◆ Dataset rows ◆
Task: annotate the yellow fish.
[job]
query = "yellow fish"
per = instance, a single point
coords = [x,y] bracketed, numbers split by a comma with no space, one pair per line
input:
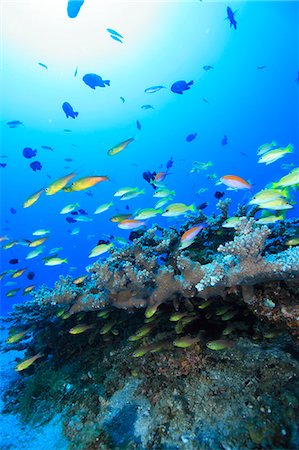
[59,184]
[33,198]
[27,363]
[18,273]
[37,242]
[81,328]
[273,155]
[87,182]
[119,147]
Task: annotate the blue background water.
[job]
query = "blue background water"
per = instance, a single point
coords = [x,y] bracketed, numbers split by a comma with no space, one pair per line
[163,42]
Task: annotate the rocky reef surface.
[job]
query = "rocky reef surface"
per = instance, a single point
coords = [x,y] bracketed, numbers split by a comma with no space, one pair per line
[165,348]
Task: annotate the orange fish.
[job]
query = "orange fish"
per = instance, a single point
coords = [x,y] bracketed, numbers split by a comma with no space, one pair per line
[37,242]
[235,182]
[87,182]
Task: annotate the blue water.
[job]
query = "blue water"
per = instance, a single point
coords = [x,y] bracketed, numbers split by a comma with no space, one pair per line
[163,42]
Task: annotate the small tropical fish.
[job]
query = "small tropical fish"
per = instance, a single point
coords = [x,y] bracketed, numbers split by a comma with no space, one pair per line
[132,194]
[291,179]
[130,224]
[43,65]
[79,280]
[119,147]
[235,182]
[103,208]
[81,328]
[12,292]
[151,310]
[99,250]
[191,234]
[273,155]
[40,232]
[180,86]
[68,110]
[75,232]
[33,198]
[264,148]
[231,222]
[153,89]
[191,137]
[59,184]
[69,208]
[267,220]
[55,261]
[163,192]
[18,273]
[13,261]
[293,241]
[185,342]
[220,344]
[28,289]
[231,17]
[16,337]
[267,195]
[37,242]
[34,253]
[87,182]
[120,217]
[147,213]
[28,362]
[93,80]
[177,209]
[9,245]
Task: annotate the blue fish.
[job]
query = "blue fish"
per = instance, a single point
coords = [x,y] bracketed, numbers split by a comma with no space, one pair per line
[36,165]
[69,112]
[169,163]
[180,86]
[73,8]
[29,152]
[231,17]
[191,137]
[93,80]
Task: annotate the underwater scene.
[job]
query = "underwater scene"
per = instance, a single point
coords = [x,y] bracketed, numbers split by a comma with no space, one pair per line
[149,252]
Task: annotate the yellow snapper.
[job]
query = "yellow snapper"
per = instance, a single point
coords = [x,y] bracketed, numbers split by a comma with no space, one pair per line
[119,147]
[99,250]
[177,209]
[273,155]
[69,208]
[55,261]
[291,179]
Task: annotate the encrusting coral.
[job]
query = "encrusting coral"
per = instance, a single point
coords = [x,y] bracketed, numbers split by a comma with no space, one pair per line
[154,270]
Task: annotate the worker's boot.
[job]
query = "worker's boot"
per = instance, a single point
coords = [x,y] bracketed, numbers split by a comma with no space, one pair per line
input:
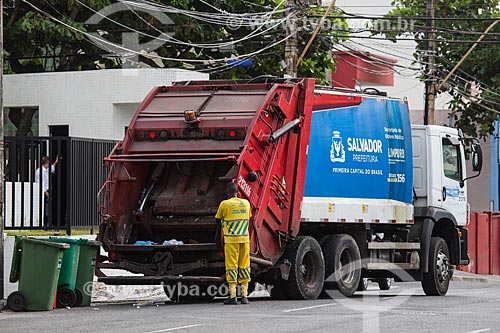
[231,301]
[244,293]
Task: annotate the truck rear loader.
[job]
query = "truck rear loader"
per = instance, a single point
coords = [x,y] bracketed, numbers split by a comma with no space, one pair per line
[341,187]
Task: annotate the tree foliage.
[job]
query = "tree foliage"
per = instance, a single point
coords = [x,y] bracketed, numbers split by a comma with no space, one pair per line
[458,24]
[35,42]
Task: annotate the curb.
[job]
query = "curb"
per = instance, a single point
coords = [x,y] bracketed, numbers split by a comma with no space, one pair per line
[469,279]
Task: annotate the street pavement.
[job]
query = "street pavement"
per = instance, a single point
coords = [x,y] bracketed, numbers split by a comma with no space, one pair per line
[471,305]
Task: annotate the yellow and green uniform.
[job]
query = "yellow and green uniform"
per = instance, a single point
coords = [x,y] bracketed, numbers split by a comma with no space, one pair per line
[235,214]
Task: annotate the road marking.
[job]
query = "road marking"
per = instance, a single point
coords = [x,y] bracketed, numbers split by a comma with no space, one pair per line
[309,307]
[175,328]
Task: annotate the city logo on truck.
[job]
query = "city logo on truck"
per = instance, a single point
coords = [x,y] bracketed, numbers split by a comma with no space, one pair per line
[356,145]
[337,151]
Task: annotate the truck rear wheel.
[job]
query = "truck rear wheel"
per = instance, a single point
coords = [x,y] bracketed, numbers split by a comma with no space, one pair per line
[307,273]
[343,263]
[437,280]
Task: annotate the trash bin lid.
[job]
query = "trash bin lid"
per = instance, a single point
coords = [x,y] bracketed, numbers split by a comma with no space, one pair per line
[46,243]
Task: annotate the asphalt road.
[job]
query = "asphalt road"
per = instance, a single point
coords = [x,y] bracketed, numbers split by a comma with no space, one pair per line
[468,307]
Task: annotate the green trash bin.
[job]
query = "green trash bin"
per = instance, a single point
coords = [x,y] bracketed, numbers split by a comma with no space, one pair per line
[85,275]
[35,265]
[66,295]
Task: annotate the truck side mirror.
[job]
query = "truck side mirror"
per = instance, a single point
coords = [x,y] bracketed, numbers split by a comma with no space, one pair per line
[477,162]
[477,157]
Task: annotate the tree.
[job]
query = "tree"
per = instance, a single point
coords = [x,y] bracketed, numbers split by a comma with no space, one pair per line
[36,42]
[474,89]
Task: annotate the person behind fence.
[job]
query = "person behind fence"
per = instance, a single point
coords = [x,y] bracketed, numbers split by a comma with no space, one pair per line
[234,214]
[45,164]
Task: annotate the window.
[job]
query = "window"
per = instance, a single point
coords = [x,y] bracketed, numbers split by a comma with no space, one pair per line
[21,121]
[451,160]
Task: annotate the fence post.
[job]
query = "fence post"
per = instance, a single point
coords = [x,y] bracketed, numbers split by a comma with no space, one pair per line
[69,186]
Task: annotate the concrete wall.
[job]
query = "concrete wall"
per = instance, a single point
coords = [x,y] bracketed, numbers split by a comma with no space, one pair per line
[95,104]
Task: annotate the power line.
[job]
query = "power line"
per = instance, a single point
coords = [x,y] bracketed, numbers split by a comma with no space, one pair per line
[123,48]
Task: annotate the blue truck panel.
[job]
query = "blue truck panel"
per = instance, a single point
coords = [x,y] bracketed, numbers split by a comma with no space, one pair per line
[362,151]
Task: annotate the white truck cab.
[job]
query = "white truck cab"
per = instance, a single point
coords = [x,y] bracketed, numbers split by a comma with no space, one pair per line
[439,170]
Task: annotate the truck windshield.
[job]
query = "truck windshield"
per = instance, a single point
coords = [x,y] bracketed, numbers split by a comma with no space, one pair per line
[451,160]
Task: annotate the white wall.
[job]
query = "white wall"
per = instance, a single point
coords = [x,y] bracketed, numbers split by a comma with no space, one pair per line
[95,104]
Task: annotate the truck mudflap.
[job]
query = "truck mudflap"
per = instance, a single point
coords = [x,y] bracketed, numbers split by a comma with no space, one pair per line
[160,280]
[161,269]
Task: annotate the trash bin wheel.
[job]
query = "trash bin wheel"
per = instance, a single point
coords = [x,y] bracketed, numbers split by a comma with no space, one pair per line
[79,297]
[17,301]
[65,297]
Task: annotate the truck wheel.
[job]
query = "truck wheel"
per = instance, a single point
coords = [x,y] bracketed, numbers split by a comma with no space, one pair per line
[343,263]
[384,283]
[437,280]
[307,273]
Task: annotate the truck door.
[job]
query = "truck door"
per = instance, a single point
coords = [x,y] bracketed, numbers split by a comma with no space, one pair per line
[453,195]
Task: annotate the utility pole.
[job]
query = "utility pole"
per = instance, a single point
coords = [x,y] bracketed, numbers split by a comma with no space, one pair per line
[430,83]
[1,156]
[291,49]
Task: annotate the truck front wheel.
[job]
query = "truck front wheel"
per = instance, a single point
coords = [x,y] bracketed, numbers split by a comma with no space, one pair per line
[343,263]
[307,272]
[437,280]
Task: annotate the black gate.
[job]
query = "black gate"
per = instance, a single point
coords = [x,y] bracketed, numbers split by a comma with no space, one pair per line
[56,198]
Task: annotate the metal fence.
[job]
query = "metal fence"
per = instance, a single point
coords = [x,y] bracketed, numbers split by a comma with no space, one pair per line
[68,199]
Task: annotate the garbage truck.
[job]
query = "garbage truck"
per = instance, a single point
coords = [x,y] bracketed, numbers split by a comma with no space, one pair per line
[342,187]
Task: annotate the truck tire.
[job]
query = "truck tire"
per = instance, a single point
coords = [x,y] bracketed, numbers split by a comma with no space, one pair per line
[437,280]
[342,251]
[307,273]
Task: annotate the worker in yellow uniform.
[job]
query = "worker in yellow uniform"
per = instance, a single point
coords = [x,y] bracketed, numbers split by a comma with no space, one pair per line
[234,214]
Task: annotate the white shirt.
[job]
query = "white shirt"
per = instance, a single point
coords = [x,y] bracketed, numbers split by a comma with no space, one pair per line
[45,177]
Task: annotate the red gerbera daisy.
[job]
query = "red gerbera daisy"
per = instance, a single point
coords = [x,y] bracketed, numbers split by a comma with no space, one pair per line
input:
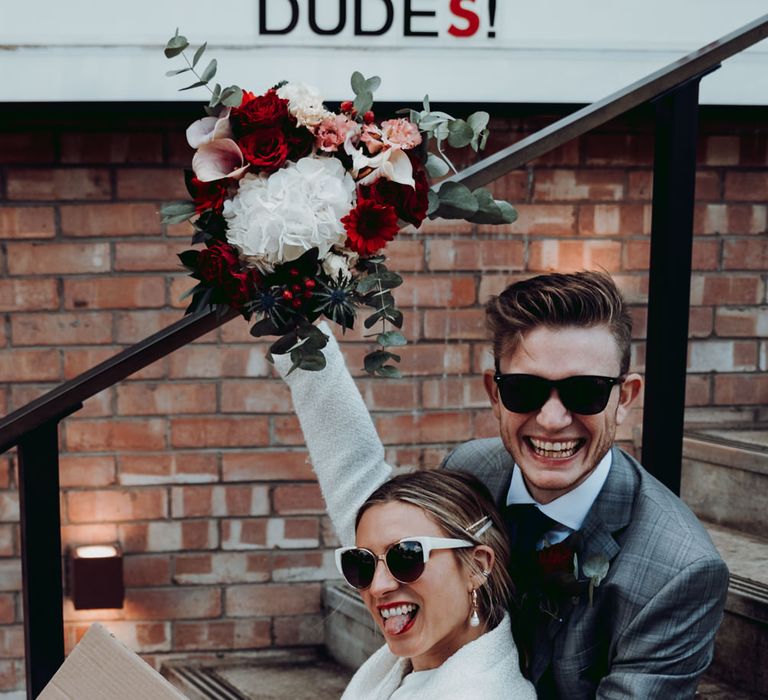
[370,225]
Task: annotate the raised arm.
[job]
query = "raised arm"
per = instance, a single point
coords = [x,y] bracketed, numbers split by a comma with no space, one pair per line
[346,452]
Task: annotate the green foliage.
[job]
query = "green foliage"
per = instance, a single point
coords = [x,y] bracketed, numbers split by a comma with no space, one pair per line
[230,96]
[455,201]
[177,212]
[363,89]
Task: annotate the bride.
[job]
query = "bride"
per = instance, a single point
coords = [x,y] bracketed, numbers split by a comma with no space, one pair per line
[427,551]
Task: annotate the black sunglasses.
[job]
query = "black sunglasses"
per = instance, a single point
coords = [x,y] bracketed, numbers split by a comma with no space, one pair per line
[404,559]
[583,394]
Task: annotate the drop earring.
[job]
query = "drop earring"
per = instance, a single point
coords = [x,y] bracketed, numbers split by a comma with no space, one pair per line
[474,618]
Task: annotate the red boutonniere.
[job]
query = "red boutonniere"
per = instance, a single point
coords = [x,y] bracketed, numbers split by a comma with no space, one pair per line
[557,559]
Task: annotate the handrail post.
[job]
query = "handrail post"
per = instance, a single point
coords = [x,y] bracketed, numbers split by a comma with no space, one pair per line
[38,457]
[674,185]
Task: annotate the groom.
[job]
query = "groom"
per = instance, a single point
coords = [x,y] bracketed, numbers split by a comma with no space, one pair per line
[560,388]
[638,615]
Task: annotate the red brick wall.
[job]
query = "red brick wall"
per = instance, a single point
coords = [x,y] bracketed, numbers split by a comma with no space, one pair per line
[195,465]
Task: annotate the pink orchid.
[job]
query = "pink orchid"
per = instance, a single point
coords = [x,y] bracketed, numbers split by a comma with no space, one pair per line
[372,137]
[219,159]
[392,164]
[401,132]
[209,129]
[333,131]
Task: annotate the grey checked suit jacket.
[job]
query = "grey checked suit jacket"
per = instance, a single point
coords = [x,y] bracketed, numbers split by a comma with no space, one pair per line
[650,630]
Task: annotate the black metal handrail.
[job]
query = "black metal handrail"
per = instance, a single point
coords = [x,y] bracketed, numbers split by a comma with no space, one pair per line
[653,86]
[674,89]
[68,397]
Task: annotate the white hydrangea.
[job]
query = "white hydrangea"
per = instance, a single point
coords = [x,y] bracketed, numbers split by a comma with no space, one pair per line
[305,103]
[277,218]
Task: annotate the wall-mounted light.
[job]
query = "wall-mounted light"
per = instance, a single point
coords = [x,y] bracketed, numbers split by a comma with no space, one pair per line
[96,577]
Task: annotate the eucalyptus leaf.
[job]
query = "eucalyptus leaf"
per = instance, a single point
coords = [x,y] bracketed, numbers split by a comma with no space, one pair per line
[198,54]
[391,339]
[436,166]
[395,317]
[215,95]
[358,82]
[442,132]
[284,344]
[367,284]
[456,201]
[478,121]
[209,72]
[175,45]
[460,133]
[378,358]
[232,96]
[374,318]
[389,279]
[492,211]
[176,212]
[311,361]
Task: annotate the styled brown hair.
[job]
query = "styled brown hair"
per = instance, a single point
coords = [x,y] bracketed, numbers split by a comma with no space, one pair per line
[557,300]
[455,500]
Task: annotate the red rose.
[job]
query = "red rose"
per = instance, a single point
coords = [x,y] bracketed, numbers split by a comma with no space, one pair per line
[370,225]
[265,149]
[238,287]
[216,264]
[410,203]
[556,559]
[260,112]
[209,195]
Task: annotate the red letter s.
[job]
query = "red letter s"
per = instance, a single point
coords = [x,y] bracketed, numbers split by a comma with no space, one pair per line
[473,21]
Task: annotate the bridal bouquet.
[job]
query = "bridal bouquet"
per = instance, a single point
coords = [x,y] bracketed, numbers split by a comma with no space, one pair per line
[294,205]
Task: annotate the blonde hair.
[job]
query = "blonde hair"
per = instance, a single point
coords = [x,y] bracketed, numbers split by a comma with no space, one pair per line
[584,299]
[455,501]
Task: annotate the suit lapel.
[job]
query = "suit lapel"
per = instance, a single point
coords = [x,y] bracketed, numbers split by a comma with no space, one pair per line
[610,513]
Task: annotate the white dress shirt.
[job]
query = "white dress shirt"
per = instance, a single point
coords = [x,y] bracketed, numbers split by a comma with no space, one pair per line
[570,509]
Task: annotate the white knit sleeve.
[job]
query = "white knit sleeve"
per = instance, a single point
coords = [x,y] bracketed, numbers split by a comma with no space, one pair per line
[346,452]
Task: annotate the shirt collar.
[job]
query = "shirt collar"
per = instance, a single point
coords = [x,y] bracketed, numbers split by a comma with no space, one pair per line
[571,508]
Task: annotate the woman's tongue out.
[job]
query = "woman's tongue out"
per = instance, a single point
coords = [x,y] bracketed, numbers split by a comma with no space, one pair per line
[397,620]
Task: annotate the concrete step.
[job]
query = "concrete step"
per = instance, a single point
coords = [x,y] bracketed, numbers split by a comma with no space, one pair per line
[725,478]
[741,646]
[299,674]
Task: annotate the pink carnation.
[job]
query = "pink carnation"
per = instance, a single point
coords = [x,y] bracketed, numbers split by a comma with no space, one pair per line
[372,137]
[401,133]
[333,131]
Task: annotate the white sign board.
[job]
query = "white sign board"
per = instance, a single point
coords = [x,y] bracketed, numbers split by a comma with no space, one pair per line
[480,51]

◆ Stated task ◆
With both ends included, please retype exactly the lines from the line containing "Task: annotate the red letter s." to the final line of the data.

◆ Completed exercise ◆
Task: annotate the red letter s.
[job]
query = "red letter s"
per = instance, a single point
coords = [x,y] bracketed, numbers split by a comma with no space, one pair per line
[473,21]
Task: annotate the bridal bouquet.
[job]
query = "bridal bouquet"
per = instance, a single point
coords = [x,y] bracketed, numbers split by a comma with no space, one pair per line
[294,205]
Task: annotate the blonde hair.
[job]
query = "blonde hair"
per = instance, a single point
coords = [x,y] bracketed, numbers split by a comma with no space, one pair per line
[584,299]
[455,501]
Task: annotate the suit lapel.
[job]
query = "suit lapel"
per = instance, a single point
coords = [x,y] bracketed, numbers split by a comma with no space, one pair per line
[610,513]
Task: annotate the white dress shirt.
[job]
query = "white dress shirt"
per = instance, a single point
coords = [x,y] bracketed, numbers split by a comma with no space, one pair per line
[570,509]
Task: annotate the white knit sleeve.
[job]
query = "white knit sleeve"
per = instance, a single point
coords = [x,y] bracketed, numbers split by a comma with no space, one pair per line
[346,452]
Task: annotate the shirt collar.
[job]
query = "shirt collar"
per = instance, a single point
coords = [x,y] bracketed, numbers split by a comma with no space, one pair per line
[571,508]
Task: annotate the woman's tongue out.
[job]
query = "woman's tongue out"
per = instance, a single point
coords = [x,y] bracketed, numbers split by a comma with no space, one pair per line
[397,620]
Task: annotate the concrete step.
[job]
query = "concrete step"
per = instance, a single point
coords = [x,y] bracketed, numbers split by a comma with no space, one pair per line
[725,478]
[741,646]
[299,674]
Task: annotate the pink carnation.
[job]
query = "pink carnation"
per = instance, a single point
coords = [x,y] bracketed, numbers split by a comma with no space, one pair per line
[372,137]
[401,133]
[333,131]
Task: annotate the white sign board.
[job]
query = "white sign board"
per = instance, a single point
coords = [x,y] bracketed, numbers split by a comma with no space, one pair per line
[480,51]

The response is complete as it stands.